Source records:
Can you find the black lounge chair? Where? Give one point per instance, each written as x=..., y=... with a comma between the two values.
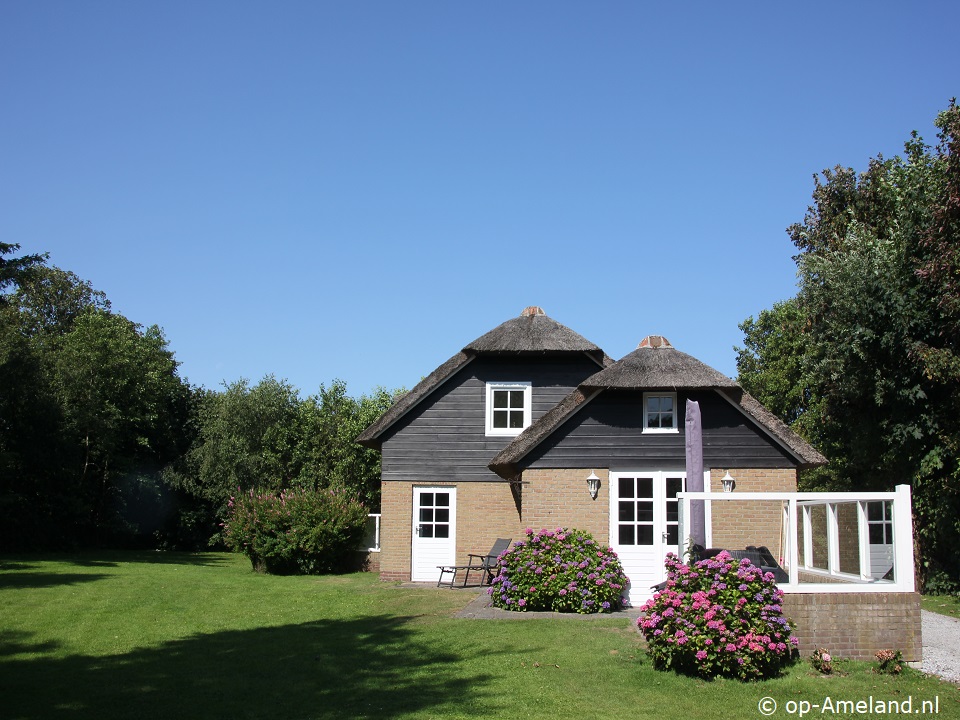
x=486, y=564
x=768, y=563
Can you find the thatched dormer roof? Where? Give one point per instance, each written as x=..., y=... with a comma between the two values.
x=533, y=333
x=654, y=365
x=657, y=364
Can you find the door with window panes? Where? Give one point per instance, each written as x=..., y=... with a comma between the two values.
x=643, y=525
x=434, y=531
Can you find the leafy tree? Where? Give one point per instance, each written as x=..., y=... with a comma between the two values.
x=91, y=407
x=14, y=270
x=246, y=439
x=331, y=420
x=264, y=438
x=863, y=361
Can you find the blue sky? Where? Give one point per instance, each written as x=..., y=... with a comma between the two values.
x=324, y=190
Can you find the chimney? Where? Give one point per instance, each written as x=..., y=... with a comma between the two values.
x=654, y=341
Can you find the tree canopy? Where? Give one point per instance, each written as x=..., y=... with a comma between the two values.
x=101, y=440
x=864, y=362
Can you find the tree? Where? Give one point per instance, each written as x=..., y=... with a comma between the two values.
x=331, y=420
x=14, y=270
x=863, y=361
x=91, y=408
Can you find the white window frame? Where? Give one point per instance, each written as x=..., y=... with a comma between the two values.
x=492, y=387
x=676, y=413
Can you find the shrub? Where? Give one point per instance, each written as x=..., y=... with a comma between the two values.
x=561, y=570
x=889, y=662
x=306, y=532
x=822, y=661
x=718, y=618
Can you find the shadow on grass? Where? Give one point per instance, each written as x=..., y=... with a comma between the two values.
x=364, y=667
x=15, y=581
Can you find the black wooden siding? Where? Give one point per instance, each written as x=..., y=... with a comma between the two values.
x=608, y=433
x=443, y=438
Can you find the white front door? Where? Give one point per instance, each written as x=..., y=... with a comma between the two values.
x=643, y=525
x=434, y=531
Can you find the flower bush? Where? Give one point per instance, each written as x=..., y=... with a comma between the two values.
x=306, y=532
x=822, y=661
x=889, y=662
x=561, y=570
x=718, y=618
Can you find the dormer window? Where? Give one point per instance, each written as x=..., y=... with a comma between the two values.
x=660, y=412
x=508, y=407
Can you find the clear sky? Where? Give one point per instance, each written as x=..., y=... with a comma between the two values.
x=356, y=190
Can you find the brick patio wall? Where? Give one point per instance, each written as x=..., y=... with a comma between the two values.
x=856, y=625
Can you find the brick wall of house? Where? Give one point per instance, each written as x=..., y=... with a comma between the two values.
x=485, y=511
x=753, y=522
x=559, y=498
x=856, y=625
x=396, y=513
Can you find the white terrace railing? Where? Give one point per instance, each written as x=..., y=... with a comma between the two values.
x=831, y=542
x=371, y=540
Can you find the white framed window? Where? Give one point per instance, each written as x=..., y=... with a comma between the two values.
x=508, y=407
x=660, y=412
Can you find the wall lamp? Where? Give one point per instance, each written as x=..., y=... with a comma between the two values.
x=728, y=482
x=593, y=484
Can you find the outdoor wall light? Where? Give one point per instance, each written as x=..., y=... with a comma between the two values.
x=728, y=482
x=593, y=484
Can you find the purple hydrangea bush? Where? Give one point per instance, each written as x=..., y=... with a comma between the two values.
x=562, y=570
x=718, y=618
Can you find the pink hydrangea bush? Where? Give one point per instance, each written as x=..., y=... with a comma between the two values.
x=305, y=532
x=718, y=618
x=560, y=570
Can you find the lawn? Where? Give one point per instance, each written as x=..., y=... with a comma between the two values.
x=166, y=635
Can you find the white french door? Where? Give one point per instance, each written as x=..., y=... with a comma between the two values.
x=643, y=525
x=434, y=531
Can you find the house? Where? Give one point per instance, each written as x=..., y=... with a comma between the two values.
x=439, y=498
x=504, y=435
x=533, y=426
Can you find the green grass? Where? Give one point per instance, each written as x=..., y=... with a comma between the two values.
x=948, y=605
x=155, y=635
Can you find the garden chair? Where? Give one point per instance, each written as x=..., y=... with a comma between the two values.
x=483, y=563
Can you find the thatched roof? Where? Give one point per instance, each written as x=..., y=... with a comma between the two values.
x=655, y=364
x=533, y=333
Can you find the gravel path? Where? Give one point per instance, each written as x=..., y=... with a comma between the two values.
x=941, y=646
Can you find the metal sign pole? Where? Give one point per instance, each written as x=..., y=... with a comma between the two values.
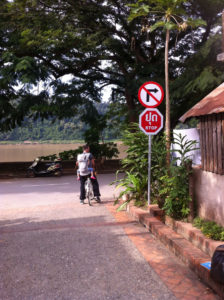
x=149, y=169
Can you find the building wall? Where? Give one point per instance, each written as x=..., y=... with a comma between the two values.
x=209, y=195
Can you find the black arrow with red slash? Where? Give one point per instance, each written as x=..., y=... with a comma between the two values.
x=151, y=90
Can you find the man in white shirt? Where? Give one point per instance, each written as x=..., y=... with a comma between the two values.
x=84, y=162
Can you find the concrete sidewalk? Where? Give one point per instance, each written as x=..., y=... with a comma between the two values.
x=52, y=248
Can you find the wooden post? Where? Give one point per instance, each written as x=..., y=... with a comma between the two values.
x=220, y=57
x=223, y=31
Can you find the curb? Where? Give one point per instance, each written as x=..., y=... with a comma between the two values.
x=192, y=256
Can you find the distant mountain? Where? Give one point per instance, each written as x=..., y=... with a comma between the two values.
x=66, y=129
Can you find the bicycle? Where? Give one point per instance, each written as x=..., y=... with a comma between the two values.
x=89, y=190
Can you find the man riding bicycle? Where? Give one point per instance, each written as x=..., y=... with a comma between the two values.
x=85, y=162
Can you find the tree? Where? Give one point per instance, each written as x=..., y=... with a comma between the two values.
x=170, y=15
x=92, y=43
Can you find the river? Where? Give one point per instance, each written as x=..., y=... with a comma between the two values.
x=28, y=152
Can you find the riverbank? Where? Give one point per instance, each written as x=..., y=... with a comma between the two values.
x=28, y=152
x=18, y=169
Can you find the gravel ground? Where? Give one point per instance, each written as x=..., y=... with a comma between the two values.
x=52, y=248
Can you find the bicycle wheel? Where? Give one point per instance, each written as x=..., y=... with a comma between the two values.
x=89, y=190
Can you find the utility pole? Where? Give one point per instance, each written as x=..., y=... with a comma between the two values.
x=220, y=57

**DIRECTIONS FOR THIS TASK:**
Recast the rows as a two-column CSV headed input,output. Begin at the line that has "Can you find the brick wall" and stop after the line that has "x=166, y=635". Give each "Can you find" text its own line, with that text in a quoted input field and its coordinates in a quoted output field, line breaks replaced by spaces.

**REPLY:**
input,output
"Can you find the brick wall of house? Where? Give one point per instance, each written as x=..., y=... with a comma between the two values.","x=485, y=511 x=753, y=522 x=559, y=498 x=856, y=625 x=396, y=513"
"Can you find the white terrace railing? Where? Give one point per instance, each written as x=..., y=... with a comma between the two values.","x=831, y=542 x=371, y=540"
"Can you find the white framed window? Where? Give one point per instance, each written as x=..., y=... with a comma between the two values.","x=508, y=407 x=660, y=412"
"Can you find the wall lamp? Where? Give one point per instance, each written as x=..., y=... with a comma between the two values.","x=728, y=482 x=593, y=484"
"Can you find the outdoor wall light? Where? Give one point per instance, each written as x=..., y=... with a comma between the two values.","x=728, y=482 x=593, y=484"
"Can you find the purple hydrangea bush? Where? Give one point per instance, each written as x=..., y=... with a comma between the two values.","x=562, y=570 x=718, y=618"
"Can you find the pink hydrangea bush? Where? Give one point per instance, each written as x=..., y=... with a comma between the two values.","x=305, y=532 x=718, y=618 x=560, y=570"
"Can you find the lawn? Where? Give one point per instance, each written as x=..., y=... with a comma between the two values.","x=166, y=635"